-- The data follows --
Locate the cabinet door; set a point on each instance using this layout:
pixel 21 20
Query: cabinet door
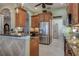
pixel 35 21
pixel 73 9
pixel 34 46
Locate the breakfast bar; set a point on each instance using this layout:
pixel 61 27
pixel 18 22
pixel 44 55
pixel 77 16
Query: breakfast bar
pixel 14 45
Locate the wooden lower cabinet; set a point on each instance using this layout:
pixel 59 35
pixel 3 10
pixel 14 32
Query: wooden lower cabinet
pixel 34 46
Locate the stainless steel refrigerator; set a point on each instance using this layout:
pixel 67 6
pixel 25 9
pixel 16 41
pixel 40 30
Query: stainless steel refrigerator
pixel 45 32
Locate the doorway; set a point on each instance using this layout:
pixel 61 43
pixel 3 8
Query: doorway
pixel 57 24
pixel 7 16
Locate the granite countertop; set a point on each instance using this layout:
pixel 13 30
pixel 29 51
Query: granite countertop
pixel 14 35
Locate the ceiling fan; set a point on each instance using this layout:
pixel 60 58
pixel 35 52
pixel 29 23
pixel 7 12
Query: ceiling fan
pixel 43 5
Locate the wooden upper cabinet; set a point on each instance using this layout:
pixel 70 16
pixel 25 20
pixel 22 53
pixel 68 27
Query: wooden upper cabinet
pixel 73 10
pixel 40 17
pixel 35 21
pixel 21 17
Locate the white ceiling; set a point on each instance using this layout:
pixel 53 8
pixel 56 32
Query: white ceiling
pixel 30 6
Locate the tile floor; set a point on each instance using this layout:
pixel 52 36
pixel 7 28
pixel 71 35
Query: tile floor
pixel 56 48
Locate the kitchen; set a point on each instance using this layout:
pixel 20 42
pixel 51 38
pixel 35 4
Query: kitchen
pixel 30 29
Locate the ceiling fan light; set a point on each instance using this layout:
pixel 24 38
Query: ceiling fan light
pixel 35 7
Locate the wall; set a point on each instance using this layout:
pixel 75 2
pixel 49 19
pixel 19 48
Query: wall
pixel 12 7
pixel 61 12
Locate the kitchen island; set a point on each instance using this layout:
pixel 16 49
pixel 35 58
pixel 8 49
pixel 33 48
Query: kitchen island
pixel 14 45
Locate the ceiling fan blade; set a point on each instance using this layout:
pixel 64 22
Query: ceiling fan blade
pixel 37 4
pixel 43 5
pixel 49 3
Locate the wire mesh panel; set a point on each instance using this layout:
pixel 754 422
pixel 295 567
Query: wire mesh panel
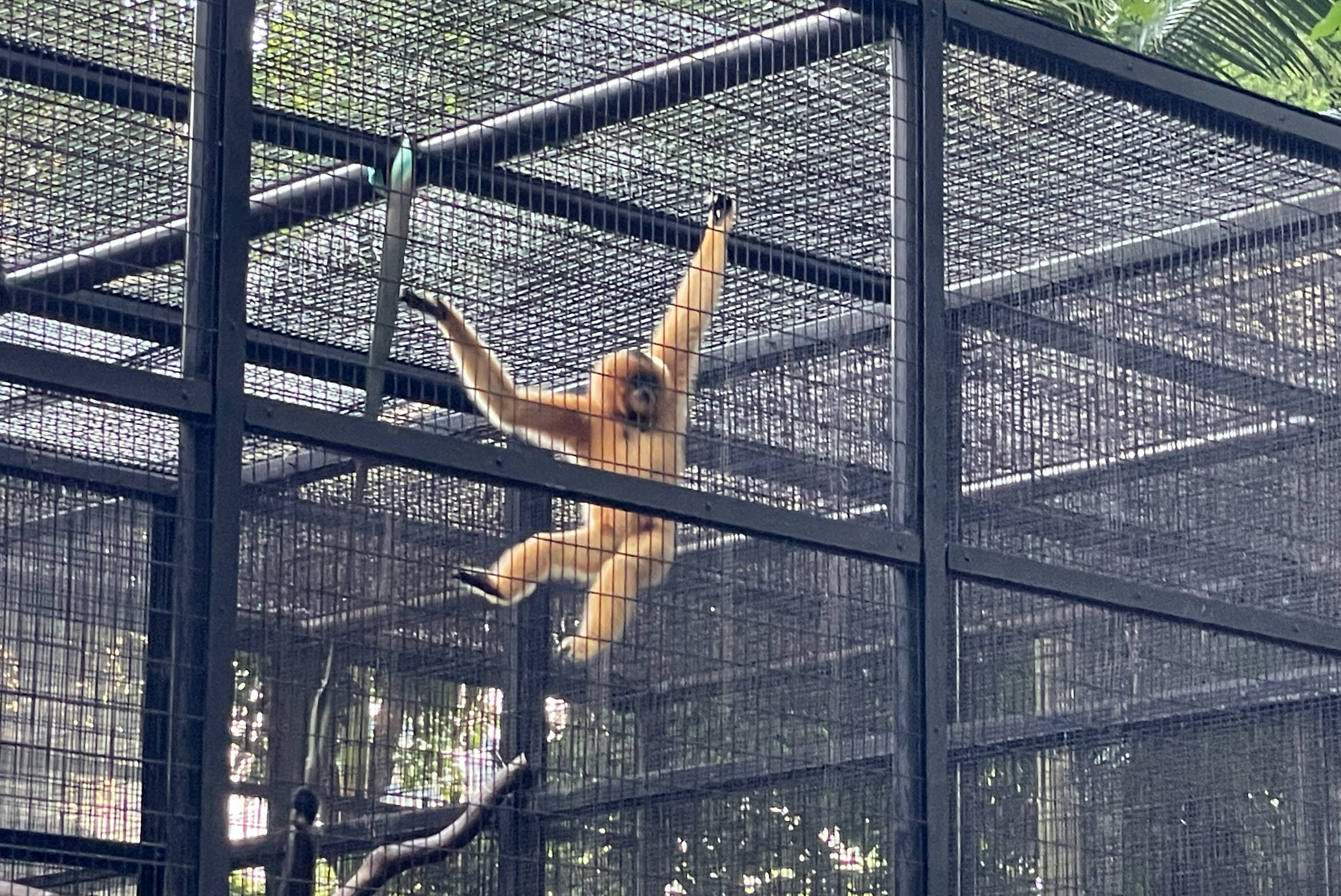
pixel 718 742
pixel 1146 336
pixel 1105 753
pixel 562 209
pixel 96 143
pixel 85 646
-- The data concluded --
Task prompt — Output all the entries above verbatim, please. No images.

Solution —
Locate the cabinet door; set a point on each instance using this layout:
pixel 21 20
Query: cabinet door
pixel 35 21
pixel 73 9
pixel 34 46
Locate the breakfast bar; set a point on each instance using this layout:
pixel 61 27
pixel 18 22
pixel 44 55
pixel 77 16
Query: breakfast bar
pixel 14 45
Locate the wooden lower cabinet; set a point on each instance using this layout:
pixel 59 35
pixel 3 10
pixel 14 32
Query: wooden lower cabinet
pixel 34 46
Locate the stainless steel refrigerator; set a point on each instance using this layout:
pixel 67 6
pixel 25 9
pixel 16 41
pixel 40 30
Query: stainless steel refrigerator
pixel 45 32
Locate the doorway; set a point on each instance using this layout:
pixel 61 43
pixel 3 8
Query: doorway
pixel 57 24
pixel 7 16
Locate the granite countertop; set a point on each instance using this layout:
pixel 13 30
pixel 29 51
Query: granite countertop
pixel 14 35
Locate the ceiling fan; set a point on each instance using this layout:
pixel 60 58
pixel 35 52
pixel 29 23
pixel 7 12
Query: ceiling fan
pixel 43 5
Locate the wooden upper cabinet; set a point on each instance using this layout:
pixel 70 16
pixel 25 20
pixel 22 53
pixel 68 27
Query: wooden upper cabinet
pixel 73 10
pixel 40 17
pixel 35 21
pixel 21 17
Locate the white ceiling; set a point on each instance using this layout:
pixel 53 8
pixel 56 32
Query: white ceiling
pixel 30 6
Locate the tile floor; set a point on each instance using this layout:
pixel 52 36
pixel 7 28
pixel 71 35
Query: tile floor
pixel 56 48
Locate the kitchen; set a point on each instance using this layout:
pixel 20 42
pixel 51 38
pixel 35 4
Query: kitchen
pixel 30 29
Locate the ceiling fan light; set a point on each instance using this layout:
pixel 24 38
Query: ceiling fan light
pixel 35 7
Locate the wall; set a point on each instance using this layout:
pixel 75 2
pixel 49 19
pixel 19 48
Query: wall
pixel 12 7
pixel 61 12
Locate the kitchen island; set a point on each instance using this layout:
pixel 16 49
pixel 35 58
pixel 8 49
pixel 33 48
Query: kitchen island
pixel 14 45
Locate the ceiling fan blade; set a point on each instance using this layout:
pixel 64 22
Query: ceiling fan blade
pixel 37 4
pixel 43 5
pixel 49 3
Locate the wire mesh panel; set a point on each instance using this layout:
pixel 754 422
pixel 295 567
Query: wire mesh panel
pixel 718 742
pixel 1146 336
pixel 1105 753
pixel 562 209
pixel 96 143
pixel 85 646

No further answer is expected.